TO DO
Return every line in the records below that contains the string "rear", treating uppercase and lowercase as different.

-- START OF PROVIDED ENTRIES --

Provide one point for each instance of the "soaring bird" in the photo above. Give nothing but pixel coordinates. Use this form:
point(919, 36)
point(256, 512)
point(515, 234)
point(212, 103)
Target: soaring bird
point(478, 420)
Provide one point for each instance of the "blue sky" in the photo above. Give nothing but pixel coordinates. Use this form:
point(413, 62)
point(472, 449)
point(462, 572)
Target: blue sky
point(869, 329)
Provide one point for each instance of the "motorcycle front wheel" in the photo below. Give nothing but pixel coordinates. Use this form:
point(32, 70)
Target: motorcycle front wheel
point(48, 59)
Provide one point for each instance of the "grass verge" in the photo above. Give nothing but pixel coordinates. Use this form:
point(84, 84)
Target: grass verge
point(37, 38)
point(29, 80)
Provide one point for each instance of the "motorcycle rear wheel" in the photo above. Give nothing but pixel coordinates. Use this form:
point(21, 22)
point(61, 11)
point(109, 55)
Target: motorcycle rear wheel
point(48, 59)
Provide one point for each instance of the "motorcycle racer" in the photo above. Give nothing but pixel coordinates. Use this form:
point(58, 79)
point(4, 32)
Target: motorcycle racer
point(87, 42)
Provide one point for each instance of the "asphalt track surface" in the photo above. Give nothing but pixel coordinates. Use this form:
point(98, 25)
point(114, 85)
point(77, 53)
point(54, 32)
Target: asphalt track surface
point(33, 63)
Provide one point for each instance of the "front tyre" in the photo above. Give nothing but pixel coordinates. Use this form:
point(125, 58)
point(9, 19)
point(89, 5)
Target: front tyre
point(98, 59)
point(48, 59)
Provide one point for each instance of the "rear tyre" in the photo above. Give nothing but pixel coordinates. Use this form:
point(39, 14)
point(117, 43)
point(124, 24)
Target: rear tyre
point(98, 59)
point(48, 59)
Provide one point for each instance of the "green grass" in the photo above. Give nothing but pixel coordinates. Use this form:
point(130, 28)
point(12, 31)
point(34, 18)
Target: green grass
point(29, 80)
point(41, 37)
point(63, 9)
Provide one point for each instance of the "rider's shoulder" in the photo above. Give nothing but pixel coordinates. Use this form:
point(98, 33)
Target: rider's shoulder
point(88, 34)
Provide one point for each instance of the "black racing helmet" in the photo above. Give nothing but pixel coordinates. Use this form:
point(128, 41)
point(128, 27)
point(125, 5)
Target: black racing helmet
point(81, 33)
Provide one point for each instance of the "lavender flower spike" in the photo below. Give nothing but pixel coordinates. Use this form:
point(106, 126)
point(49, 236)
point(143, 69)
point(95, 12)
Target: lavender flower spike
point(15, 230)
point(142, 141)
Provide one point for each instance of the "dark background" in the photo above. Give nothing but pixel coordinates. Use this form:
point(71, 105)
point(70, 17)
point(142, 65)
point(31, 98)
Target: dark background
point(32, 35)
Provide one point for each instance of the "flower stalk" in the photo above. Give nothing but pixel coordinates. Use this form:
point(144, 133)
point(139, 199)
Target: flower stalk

-- END OF PROVIDED ENTRIES --
-- START OF PROVIDED ENTRIES --

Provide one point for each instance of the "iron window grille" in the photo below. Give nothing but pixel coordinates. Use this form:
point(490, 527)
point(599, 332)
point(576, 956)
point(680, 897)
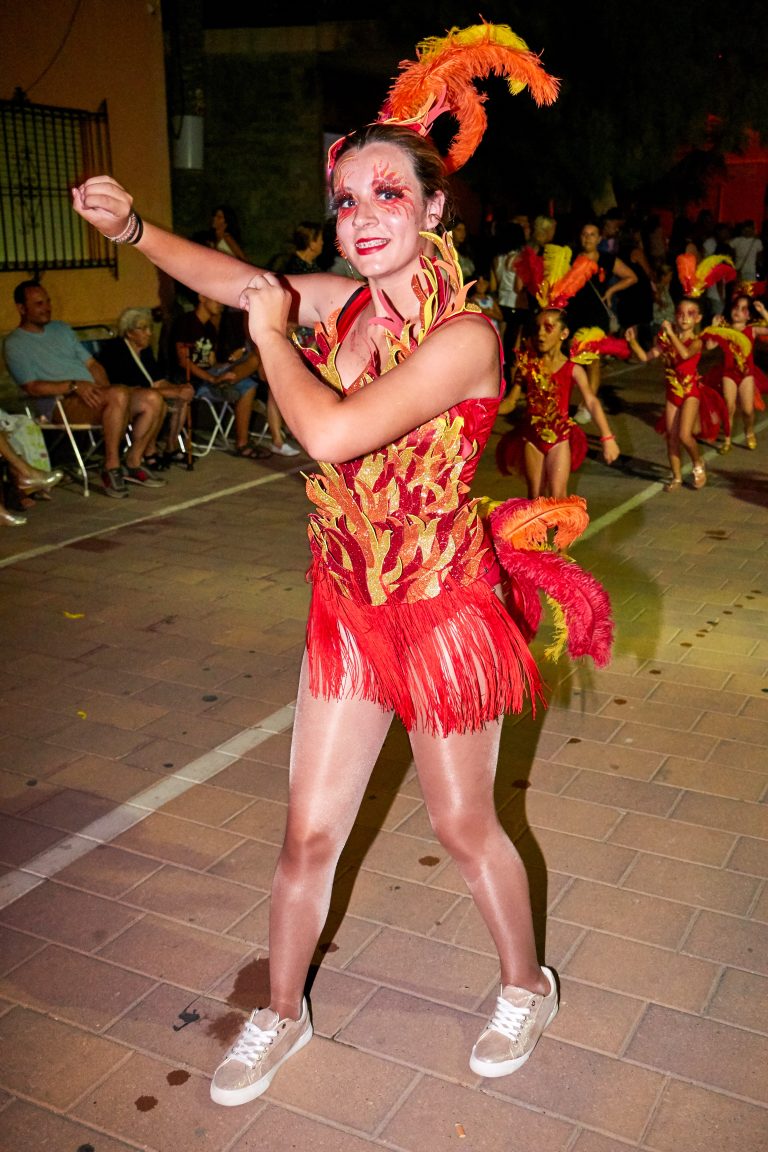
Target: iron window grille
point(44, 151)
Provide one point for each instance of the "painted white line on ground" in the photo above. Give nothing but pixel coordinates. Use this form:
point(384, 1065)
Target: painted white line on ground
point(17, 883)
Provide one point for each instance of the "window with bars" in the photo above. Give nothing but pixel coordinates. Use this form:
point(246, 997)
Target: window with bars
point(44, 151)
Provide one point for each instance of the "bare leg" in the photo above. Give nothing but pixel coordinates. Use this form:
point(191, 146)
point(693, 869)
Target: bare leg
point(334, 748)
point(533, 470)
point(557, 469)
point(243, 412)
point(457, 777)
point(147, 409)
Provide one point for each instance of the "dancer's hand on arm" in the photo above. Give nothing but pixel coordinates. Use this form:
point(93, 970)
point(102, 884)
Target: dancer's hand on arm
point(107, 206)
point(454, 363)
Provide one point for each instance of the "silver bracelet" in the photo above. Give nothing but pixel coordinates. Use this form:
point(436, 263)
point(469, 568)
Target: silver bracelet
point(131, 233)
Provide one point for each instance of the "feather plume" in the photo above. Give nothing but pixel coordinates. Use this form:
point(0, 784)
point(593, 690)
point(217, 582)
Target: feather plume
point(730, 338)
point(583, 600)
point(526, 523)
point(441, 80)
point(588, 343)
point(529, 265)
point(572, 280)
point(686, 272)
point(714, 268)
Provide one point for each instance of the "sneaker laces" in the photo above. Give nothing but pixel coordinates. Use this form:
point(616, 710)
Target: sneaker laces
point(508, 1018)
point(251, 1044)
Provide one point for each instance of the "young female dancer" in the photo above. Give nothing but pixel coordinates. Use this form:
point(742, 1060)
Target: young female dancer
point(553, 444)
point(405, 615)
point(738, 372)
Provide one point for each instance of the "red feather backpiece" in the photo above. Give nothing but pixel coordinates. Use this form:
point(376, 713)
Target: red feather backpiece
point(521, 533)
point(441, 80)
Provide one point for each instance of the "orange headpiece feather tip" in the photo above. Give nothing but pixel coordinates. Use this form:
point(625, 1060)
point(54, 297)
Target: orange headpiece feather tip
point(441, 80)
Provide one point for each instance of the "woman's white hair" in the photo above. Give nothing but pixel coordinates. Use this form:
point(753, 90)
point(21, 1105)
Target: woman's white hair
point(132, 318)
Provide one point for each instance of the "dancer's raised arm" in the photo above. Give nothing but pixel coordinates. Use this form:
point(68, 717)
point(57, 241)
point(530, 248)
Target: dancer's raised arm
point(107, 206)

-- END OF PROVIDED ENTRIES --

RESULT OF THE EXERCISE
Provide one point for each instance of the "motorcycle rear wheel" in the photo above. Give nothing but pixel coordinates. Use this form:
Target: motorcycle rear wheel
Provide one point for each instance of the "rear tyre" in the photo above. Give nothing but pixel coordinates. Use this form:
Target: rear tyre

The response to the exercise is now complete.